● **Records supplied**
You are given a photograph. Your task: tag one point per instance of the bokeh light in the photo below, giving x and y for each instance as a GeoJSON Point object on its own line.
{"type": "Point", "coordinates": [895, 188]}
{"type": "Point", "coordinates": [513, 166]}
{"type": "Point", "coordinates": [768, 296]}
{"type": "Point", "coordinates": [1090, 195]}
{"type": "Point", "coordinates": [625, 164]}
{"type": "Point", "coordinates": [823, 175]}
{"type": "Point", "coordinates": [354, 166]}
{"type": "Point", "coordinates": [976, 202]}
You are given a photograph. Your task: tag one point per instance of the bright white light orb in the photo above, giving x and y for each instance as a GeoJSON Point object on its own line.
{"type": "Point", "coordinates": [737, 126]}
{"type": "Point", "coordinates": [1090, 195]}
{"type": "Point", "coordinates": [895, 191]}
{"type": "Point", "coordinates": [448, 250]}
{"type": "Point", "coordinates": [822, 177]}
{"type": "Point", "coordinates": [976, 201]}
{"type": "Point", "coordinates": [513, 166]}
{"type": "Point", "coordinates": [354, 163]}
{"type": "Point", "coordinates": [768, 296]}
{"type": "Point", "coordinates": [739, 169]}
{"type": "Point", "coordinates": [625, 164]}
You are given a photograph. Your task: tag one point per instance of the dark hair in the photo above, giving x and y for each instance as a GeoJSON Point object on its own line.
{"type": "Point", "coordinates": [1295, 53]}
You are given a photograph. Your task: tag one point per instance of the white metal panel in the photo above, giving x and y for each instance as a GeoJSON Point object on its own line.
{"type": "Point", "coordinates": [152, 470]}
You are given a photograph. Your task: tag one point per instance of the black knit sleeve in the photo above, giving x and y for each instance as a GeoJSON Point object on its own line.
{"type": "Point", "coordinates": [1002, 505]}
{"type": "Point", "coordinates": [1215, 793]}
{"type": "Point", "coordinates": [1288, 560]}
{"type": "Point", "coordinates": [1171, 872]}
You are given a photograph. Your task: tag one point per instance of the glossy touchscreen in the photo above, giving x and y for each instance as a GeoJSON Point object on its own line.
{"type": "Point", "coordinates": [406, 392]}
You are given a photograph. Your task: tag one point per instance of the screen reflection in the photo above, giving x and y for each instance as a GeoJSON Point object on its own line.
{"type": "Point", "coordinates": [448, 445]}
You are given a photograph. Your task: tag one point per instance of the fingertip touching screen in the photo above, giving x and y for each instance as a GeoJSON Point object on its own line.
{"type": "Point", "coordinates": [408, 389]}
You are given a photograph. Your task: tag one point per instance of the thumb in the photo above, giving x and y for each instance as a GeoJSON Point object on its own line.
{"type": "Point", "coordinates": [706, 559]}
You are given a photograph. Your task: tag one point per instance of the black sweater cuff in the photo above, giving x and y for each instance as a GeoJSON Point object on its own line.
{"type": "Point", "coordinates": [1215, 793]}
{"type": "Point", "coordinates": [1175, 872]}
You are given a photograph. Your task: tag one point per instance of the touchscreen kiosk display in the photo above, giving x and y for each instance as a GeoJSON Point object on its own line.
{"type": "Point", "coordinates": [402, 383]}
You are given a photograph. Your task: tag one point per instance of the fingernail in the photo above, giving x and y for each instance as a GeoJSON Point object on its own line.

● **What the task asks**
Without any alteration, repeat the entire listing.

● **Answer to this task**
You are given a photograph. Your task: tag one point per instance of the bokeh light in the photo below, giving x and y for each instance as a GeoJSON Point object on its own line.
{"type": "Point", "coordinates": [895, 188]}
{"type": "Point", "coordinates": [513, 166]}
{"type": "Point", "coordinates": [768, 296]}
{"type": "Point", "coordinates": [1090, 195]}
{"type": "Point", "coordinates": [625, 164]}
{"type": "Point", "coordinates": [823, 175]}
{"type": "Point", "coordinates": [354, 166]}
{"type": "Point", "coordinates": [976, 202]}
You are given a photograph. Your task: tag one point per instance of the bright white light orb in the photo above, giving x and y for each instance as a GeoJSON Point object on its own line.
{"type": "Point", "coordinates": [737, 126]}
{"type": "Point", "coordinates": [1090, 195]}
{"type": "Point", "coordinates": [895, 191]}
{"type": "Point", "coordinates": [448, 250]}
{"type": "Point", "coordinates": [822, 177]}
{"type": "Point", "coordinates": [976, 201]}
{"type": "Point", "coordinates": [513, 166]}
{"type": "Point", "coordinates": [354, 163]}
{"type": "Point", "coordinates": [768, 296]}
{"type": "Point", "coordinates": [739, 169]}
{"type": "Point", "coordinates": [625, 164]}
You are given a photograph. Your task: tag one point per instance of the dark hair in the photo above, giving x and y for each instance as a GeoJSON Point object on its own line.
{"type": "Point", "coordinates": [1295, 53]}
You are given a photograph. Your task: tag one point per instance of the white metal panel in the photo above, giving x and y for each instance as a GeoJSON Point object on its own line.
{"type": "Point", "coordinates": [152, 470]}
You are given a photograph. Your task: tag one point per instance of the black knit sleeve in the photo above, giving x and y for each instance as a GeoJSON Point object on its own line.
{"type": "Point", "coordinates": [1002, 505]}
{"type": "Point", "coordinates": [1215, 793]}
{"type": "Point", "coordinates": [1288, 560]}
{"type": "Point", "coordinates": [1171, 872]}
You are given a photograph. Your task: tag one point per instance of the glossy touchscreen in the photo above, giving x and y for each instance as a GeoJSON Point object on its own line.
{"type": "Point", "coordinates": [406, 392]}
You are given a photograph. Your task: tag one point per instance of the screen reflection in the photo above, giving x and y for each instance as a GeoJSON Point object on its own line.
{"type": "Point", "coordinates": [448, 445]}
You are given a photograph. Your task: tag one point per instance of the fingertip touching screen in the photo above, giving x and y for each instance as a GeoJSON Point object on its own line.
{"type": "Point", "coordinates": [408, 389]}
You are given a photograph. Your task: tag one point per instance of the thumb in the photo above, giving x and y for each instance as a GeoJSON Point object on its own line.
{"type": "Point", "coordinates": [706, 559]}
You are given a photograph. Your task: tag one point per instance of the black sweater cuff in the photo above, giving x and y for each instance as a GeoJSON Point object on its own line.
{"type": "Point", "coordinates": [1215, 793]}
{"type": "Point", "coordinates": [1175, 872]}
You are given a photograph. Your task: tag one point per instance of the touchscreen kiosk display in the photo above, giving x and y for each instance as a GeoJSON Point object on its own line.
{"type": "Point", "coordinates": [402, 383]}
You are given a photograph. Your task: tag one point per instance of the fingernail in the photo above, giving x and y for each instance as a GeoJSON Point object on its own line.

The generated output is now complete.